[TEXT PROVIDED — start]

November 5th, 2016 | Jim Paulin, The Bristol Bay Times-Dutch Harbor Fisherman Print this article   Email this article  

The Bristol Bay red king crab season is moving at a fast pace, with most of the quota already harvested. While state regulators slashed quotas, a crab industry official says fishermen are seeing plenty of all species, and are expecting record high prices.

On Tuesday, the fleet had landed 7.5 million pounds, for 89 percent of the red king crab quota, according to the Alaska Department of Fish and Game in Unalaska. Only 18 boats were still registered, down from the peak of 62 vessels. The season opened on Oct. 15.

Fishermen were catching the crab faster, with an average per-pot haul of 37.4 crustaceans, up from last year's cpue of 32. CPUE is catch per unit of effort, or the number of crab in each heavy metal pot left soaking and baited on the ocean floor, and then hauled up on deck.

While the red king crab prices are expected at record highs, that's the one bright spot for the major crab fisheries in the Bering Sea. Tanner crab has been canceled because of conservation concerns. The snow crab quota was nearly cut in half, compared to last year.

The combined quotas dropped from about 70 million pounds last year, to about 30 million. Tanner went from 19 million pounds to zero. Snow crab went from 40.6 million to 21.5 million pounds.

[TEXT PROVIDED — finish]
[EXERCISE DATA — start]

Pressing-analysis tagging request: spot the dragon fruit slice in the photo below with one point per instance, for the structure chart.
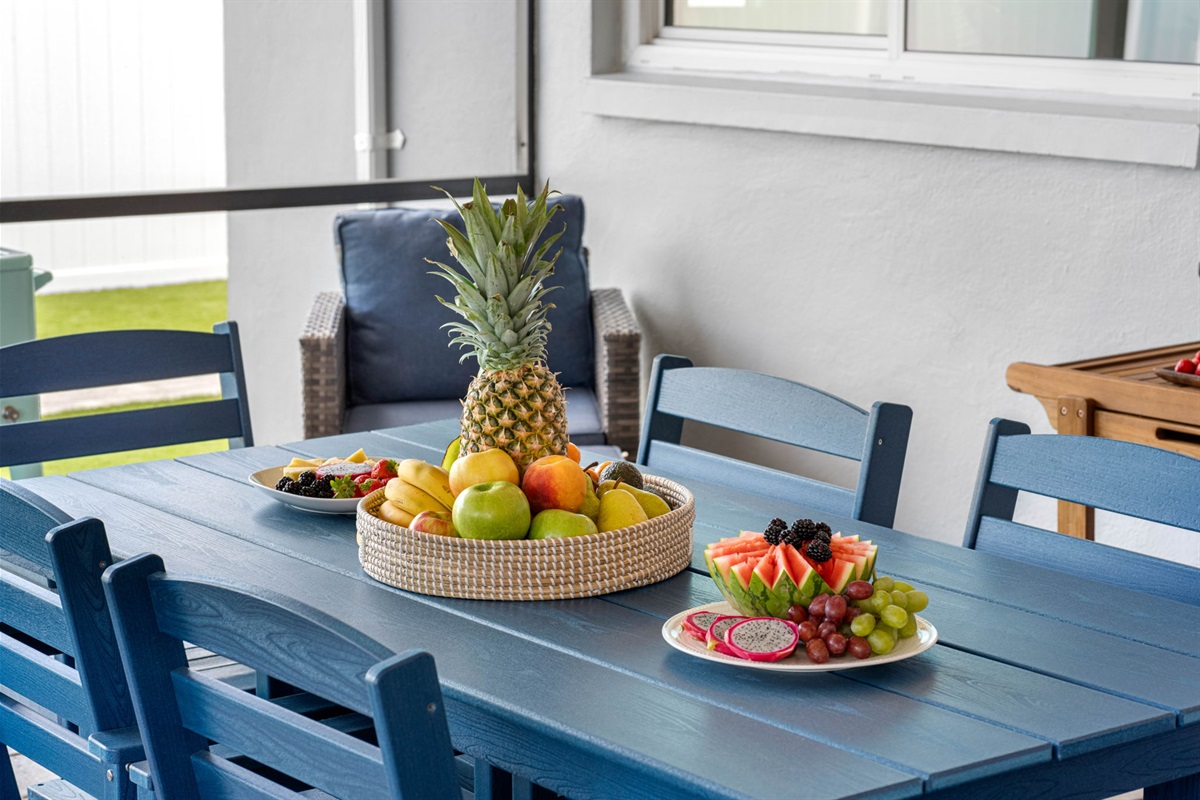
(697, 623)
(715, 636)
(762, 638)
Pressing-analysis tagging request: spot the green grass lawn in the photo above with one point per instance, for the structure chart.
(185, 306)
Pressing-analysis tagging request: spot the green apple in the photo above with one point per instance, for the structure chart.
(553, 523)
(492, 510)
(484, 467)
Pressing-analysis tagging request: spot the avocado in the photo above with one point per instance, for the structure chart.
(624, 471)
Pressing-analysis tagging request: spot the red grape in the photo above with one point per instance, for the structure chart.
(797, 614)
(817, 651)
(858, 647)
(835, 608)
(859, 589)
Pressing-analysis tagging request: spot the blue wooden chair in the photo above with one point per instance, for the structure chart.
(112, 358)
(1128, 479)
(199, 734)
(781, 410)
(64, 702)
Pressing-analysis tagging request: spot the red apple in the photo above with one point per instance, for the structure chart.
(555, 482)
(439, 523)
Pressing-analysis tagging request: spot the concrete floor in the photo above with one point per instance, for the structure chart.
(28, 773)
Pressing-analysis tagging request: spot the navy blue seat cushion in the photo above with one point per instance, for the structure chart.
(396, 347)
(582, 415)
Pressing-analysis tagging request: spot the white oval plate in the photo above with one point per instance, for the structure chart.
(267, 479)
(673, 632)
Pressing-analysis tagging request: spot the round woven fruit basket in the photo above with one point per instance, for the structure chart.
(539, 569)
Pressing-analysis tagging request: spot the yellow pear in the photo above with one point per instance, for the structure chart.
(591, 507)
(619, 510)
(651, 503)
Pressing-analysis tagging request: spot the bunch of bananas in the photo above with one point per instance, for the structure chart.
(418, 487)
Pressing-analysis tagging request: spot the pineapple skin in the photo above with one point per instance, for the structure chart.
(522, 411)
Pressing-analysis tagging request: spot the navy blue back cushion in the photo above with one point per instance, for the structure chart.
(397, 349)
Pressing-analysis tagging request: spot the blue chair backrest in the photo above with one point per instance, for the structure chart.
(112, 358)
(179, 711)
(58, 650)
(1120, 476)
(781, 410)
(396, 347)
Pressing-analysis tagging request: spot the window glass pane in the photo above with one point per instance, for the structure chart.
(1135, 30)
(1163, 30)
(1062, 28)
(862, 17)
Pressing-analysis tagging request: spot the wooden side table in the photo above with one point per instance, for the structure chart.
(1115, 397)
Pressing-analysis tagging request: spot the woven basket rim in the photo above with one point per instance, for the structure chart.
(529, 569)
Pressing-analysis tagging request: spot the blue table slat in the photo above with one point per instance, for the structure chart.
(681, 731)
(1165, 624)
(930, 762)
(1000, 709)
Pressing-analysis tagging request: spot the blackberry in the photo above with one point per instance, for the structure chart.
(775, 531)
(819, 551)
(803, 530)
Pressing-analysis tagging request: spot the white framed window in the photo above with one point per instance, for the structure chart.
(1109, 79)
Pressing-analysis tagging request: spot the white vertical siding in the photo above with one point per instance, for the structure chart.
(103, 96)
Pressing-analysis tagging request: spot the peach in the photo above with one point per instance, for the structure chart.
(555, 482)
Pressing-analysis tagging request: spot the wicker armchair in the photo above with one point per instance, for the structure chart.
(617, 385)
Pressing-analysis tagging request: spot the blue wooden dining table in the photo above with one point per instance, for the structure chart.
(1041, 685)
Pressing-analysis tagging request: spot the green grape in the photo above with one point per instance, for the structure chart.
(881, 641)
(863, 624)
(894, 615)
(879, 601)
(917, 601)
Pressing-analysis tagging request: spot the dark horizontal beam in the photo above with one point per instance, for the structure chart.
(84, 206)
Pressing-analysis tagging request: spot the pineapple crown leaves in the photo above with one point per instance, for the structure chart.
(501, 288)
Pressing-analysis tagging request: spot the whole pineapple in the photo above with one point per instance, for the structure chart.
(515, 402)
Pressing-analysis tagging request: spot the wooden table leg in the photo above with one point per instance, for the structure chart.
(1075, 419)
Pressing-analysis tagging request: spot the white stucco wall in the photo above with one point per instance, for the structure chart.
(876, 271)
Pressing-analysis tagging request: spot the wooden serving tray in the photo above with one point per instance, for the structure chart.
(1181, 378)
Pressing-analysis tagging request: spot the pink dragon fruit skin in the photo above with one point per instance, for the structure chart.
(696, 624)
(717, 631)
(762, 638)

[EXERCISE DATA — finish]

(YOUR OBJECTIVE)
Could you extend the news article on the Bristol Bay crab season, picking up right after its final sentence about the snow crab quota?

(EXERCISE ANSWER)
Fishermen, though, are reporting "the most crab they've seen in years," said Jake Jacobsen, executive director of the Intercooperative Exchange, representing crab boats. "There seems to be a disconnect between the summer survey and what's actually on the grounds."

And some boats had cpues way above average, filling pots with 60 to 70 crab, leaving fishermen "scratching their heads" and wondering why they weren't given bigger quotas, Jacobsen said. And the future should be good too, as fishermen saw abundant female and undersize crab, he said.

Prices won't be settled until later in the year, or even January, but they should be very good, said Jacobsen, attributing the anticipated increase to the opening up of markets in China, and for all crab species.

"We are expecting record prices," Jacobsen said.

Now, more fishermen than ever are expected to try to fill their pots with another species, Pacific cod, according to Krista Milani, a fisheries biologist with the National Marine Fisheries Service, in Unalaska. While she'll know more next week, she reports a "very unusual" amount of fishing boats planning to go directly into Pacific cod from red king crab. The price of Pacific cod is typically substantially less than crab.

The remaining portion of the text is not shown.